* **Reading text**

# Official Pokemon Tournament Thread.



## Ftg07 (Jul 29, 2013)

*This tournament will be through Pokemon Showdown as it's the easiest way to access a full roster of pokemon,items,moves,etc.

To sign up you just need to post your Username, PS Username and the most optimal days of the week when you are available. For Example

Ftg07 -PS: Ftg07 - Wednesday through Friday (If you do not have a specific day/time when you can play you and your opponent must discuss about a time that suites both of you.)

Rules(subject to change)

If you don't respond to a match within 48 hours, you may be disqualified.
You will have 3 matches

A 3 versus 3 format: OU
A 6 versus 6 format: OU
You and your opponent decide, if you couldn't come to an agreement you must do a a 3 versus 3 format: OU

Signups end August 4th Max# of participants will be 16 maybe 32 if a lot of people are interested in joining.

Participants as of 2:26GMT
Ftg07
Xiammes

If you have any suggestions please comment below.
*


----------



## Xiammes (Jul 29, 2013)

OU? Not my thing, prefer Ubers.

Xiammes - Umop_episdn - Sunday through Thursday


----------



## Ftg07 (Jul 29, 2013)

Xiammes said:


> OU? Not my thing, prefer Ubers.
> 
> Xiammes - Umop_episdn - Sunday through Thursday



Well that's why I said the 3rd match can be decided .


----------



## Fenrir (Jul 30, 2013)

Xiammes said:


> OU? Not my thing, prefer Ubers.
> 
> Xiammes - Umop_episdn - Sunday through Thursday


You sound like Gym Leaders in HG/SS


----------



## Ftg07 (Jul 31, 2013)

Doesn't seem like that many people want join.


----------

* **Records provided**
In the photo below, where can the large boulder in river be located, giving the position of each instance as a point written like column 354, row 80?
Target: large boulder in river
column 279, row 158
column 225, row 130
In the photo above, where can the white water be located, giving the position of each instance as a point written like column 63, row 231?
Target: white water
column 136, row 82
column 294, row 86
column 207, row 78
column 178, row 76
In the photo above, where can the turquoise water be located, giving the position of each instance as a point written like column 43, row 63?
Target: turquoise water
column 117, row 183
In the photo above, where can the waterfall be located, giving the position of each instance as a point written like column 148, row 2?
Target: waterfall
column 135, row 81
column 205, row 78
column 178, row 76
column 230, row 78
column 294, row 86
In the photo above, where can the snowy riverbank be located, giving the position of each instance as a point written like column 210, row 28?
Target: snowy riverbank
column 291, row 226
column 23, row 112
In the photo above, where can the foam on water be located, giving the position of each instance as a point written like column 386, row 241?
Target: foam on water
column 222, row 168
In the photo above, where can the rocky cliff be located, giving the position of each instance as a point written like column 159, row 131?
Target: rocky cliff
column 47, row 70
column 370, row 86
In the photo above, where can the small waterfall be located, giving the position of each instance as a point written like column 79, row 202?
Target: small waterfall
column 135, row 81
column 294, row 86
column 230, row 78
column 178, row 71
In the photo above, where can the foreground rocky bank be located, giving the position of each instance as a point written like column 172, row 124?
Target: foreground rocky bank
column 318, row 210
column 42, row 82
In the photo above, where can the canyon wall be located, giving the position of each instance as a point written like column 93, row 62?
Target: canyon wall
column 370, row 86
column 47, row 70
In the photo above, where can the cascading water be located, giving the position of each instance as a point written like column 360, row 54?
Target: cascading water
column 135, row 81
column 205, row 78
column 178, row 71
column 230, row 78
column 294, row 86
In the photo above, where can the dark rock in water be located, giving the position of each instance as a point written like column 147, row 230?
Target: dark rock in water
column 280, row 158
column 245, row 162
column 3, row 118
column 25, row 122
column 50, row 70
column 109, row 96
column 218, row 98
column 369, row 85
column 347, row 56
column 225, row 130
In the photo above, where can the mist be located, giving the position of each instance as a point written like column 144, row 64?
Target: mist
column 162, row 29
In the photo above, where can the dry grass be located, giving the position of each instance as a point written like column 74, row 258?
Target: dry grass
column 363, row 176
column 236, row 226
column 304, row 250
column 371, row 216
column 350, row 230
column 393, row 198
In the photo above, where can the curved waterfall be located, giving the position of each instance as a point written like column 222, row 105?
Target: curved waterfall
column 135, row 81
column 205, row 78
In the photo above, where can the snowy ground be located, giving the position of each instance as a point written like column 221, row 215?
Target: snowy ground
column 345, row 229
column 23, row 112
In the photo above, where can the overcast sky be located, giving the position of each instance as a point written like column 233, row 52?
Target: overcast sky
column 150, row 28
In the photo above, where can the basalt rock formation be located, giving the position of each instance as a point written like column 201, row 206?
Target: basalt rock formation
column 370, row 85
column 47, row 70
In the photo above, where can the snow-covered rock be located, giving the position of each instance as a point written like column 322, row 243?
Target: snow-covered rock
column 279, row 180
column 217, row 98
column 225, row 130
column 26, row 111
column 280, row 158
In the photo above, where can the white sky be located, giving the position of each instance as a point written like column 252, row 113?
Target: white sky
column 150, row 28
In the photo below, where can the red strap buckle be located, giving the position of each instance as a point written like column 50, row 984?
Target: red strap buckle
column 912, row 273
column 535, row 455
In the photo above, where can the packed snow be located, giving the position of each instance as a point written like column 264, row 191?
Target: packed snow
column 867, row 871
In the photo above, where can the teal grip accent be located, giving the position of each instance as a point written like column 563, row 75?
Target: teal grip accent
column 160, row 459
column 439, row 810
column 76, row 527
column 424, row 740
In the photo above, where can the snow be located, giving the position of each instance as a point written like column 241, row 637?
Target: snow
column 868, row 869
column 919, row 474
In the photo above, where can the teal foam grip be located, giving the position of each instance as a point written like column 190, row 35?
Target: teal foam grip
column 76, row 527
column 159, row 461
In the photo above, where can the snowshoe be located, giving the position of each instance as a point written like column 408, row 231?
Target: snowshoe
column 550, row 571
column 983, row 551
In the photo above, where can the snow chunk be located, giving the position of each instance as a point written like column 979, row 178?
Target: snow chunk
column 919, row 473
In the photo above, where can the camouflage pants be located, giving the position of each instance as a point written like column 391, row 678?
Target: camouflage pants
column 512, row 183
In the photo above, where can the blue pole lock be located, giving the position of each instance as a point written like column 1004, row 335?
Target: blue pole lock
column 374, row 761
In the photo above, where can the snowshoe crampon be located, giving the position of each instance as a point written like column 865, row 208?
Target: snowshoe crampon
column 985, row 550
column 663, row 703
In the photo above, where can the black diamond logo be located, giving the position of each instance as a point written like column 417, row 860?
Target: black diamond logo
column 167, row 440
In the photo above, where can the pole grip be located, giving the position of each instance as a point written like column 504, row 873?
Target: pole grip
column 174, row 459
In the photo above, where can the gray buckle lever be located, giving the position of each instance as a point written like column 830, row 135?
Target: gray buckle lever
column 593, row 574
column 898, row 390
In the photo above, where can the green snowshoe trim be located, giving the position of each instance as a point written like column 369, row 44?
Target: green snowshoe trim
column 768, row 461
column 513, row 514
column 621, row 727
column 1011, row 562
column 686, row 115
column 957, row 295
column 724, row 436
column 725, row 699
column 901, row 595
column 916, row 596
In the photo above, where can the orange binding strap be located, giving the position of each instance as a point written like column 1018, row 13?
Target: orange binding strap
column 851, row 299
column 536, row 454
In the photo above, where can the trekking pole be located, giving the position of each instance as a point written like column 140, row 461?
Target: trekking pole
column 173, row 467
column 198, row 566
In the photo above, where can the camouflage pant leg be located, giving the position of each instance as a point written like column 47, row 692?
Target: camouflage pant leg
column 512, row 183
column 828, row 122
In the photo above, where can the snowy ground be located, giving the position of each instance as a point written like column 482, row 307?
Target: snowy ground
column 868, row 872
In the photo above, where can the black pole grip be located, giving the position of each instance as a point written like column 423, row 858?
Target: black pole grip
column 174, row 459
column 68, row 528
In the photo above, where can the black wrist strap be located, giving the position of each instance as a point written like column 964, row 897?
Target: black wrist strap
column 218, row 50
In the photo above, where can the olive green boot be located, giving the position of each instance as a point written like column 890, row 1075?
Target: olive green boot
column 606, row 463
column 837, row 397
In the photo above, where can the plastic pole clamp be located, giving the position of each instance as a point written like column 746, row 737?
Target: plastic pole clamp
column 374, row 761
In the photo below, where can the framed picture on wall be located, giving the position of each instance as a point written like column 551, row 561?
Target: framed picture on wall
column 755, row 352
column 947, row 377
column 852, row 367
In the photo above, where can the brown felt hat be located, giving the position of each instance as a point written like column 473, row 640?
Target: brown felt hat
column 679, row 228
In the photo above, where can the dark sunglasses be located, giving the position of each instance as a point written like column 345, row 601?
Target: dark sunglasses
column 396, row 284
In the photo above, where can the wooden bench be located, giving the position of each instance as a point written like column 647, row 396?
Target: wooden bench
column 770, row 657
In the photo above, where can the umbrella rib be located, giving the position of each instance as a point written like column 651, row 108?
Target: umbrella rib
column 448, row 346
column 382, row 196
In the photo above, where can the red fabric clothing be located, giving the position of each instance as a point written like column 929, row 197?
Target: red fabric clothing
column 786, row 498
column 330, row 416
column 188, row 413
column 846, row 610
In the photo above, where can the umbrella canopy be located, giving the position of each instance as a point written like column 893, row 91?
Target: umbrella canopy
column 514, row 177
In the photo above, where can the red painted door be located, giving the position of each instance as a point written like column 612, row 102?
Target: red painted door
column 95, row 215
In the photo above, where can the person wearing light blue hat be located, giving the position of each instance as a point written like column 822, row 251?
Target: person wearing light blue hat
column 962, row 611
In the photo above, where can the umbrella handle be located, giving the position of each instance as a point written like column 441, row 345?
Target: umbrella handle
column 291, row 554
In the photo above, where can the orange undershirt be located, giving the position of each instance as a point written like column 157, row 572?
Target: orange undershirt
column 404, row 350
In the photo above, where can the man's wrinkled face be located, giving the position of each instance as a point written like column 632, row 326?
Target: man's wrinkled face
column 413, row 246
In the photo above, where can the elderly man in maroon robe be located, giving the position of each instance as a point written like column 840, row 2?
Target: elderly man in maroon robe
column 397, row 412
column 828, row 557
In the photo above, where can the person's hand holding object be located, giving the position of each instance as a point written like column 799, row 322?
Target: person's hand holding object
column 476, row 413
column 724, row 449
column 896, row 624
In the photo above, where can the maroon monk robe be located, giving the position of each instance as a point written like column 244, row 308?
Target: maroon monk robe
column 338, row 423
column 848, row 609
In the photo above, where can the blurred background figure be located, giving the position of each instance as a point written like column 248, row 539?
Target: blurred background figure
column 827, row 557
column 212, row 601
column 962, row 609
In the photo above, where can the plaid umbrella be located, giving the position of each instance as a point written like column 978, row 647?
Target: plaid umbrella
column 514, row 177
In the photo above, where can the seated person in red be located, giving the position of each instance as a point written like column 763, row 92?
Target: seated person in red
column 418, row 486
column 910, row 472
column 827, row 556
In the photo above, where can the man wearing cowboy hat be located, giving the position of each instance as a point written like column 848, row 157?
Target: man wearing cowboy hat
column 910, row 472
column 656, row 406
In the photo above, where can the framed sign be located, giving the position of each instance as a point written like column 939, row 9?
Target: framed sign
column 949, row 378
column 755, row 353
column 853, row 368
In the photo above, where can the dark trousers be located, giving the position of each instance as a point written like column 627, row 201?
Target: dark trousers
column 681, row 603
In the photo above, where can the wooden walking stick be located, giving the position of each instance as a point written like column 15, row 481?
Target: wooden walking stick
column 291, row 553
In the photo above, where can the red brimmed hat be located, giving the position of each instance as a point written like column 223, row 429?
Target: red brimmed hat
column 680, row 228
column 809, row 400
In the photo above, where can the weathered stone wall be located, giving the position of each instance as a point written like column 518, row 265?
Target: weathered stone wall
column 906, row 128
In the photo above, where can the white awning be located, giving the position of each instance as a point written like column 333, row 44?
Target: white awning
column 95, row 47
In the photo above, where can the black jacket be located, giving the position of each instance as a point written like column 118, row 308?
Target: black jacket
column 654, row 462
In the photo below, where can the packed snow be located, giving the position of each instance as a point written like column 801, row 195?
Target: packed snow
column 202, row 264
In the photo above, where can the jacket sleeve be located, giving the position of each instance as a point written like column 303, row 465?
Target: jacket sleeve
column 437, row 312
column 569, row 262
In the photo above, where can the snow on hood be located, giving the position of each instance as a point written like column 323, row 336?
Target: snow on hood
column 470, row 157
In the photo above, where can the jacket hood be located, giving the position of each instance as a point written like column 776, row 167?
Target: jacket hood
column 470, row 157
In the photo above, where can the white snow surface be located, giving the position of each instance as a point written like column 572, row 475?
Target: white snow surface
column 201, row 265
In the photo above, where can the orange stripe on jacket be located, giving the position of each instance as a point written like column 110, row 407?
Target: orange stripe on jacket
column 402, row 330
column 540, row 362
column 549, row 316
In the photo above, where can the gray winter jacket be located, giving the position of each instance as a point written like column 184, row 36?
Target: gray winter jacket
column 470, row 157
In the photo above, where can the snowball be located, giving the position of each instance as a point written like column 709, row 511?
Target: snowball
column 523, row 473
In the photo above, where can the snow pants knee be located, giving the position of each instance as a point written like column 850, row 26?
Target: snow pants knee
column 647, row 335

* **Requirements**
Answer these from the tournament thread:
(a) What may happen to someone who doesn't respond to a match within 48 hours?
(b) Which days did Xiammes give as available?
(c) On what date do signups end?

* **Task answer**
(a) They may be disqualified.
(b) Sunday through Thursday.
(c) August 4th.